Exercício escrito 1: Cite, do texto sobre a desvalorização do dólar, o trecho que vai de "Uma guerra pode" a "dólar implica.".
Exercício escrito 2: Indique se cada afirmação concorda com o texto sobre a desvalorização do dólar, respondendo sim ou não e citando as palavras do texto que decidem: (a) os EUA podem viver indefinidamente às custas do resto do mundo; (b) o reajustamento causará sofrimento real ao mundo; (c) o dólar deve desvalorizar.

Não vou entrar em tais considerações. Basta dizer que
todas as relações comerciais internacionais, e a estrutura
produtiva de cada país, agora tão fortemente voltada para as
"exportações para obtenção de
dólares", será muito afectada. O reajustamento
causará ao mundo bastante sofrimento real.
Uma guerra pode obscurecer a mudança nas relações
comerciais e na influência mundial, mas as mudança deverá
acontecer e acontecerá. Os EUA não podem simplesmente e
indefinidamente viver às custas do resto do mundo ao ritmo de US$400 mil
milhões por ano. O dólar deve desvalorizar e
desvalorizará e eu tentei aqui esboçar "o perfil das coisas
que estão por vir", aquilo que a desvalorização do
dólar implica.

Dados extraídos:
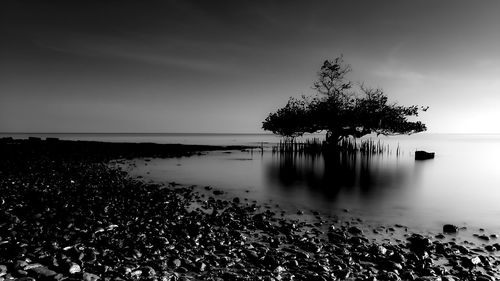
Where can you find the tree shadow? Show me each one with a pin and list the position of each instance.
(332, 173)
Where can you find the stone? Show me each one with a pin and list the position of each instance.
(74, 268)
(41, 272)
(450, 228)
(90, 277)
(354, 230)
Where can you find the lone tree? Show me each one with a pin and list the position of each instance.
(340, 111)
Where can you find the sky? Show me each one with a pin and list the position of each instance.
(223, 66)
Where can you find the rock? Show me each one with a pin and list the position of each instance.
(419, 243)
(41, 272)
(490, 248)
(354, 230)
(90, 277)
(176, 263)
(450, 228)
(74, 268)
(423, 155)
(484, 237)
(147, 271)
(471, 262)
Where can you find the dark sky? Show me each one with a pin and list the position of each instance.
(222, 66)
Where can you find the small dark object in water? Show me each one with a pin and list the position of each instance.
(423, 155)
(450, 228)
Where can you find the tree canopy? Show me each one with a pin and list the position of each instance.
(341, 110)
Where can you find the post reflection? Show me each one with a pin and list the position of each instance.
(334, 173)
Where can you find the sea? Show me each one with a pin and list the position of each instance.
(460, 186)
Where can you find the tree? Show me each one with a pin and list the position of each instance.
(341, 112)
(290, 121)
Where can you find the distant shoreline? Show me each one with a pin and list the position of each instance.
(90, 221)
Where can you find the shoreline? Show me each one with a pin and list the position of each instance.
(67, 215)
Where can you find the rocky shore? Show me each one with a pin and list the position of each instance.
(66, 215)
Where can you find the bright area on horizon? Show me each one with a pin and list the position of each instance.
(222, 66)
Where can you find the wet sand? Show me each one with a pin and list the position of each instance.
(67, 214)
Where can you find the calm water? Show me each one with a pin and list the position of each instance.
(461, 185)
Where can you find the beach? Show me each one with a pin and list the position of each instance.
(67, 214)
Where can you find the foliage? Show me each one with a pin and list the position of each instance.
(340, 111)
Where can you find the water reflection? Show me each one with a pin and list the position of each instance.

Resultado correto 1:
Uma guerra pode obscurecer a mudança nas relações
comerciais e na influência mundial, mas as mudança deverá
acontecer e acontecerá. Os EUA não podem simplesmente e
indefinidamente viver às custas do resto do mundo ao ritmo de US$400 mil
milhões por ano. O dólar deve desvalorizar e
desvalorizará e eu tentei aqui esboçar "o perfil das coisas
que estão por vir", aquilo que a desvalorização do
dólar implica.

Resultado correto 2:
(a) Não: "Os EUA não podem simplesmente e indefinidamente viver às custas do resto do mundo"
(b) Sim: "O reajustamento causará ao mundo bastante sofrimento real."
(c) Sim: "O dólar deve desvalorizar e desvalorizará"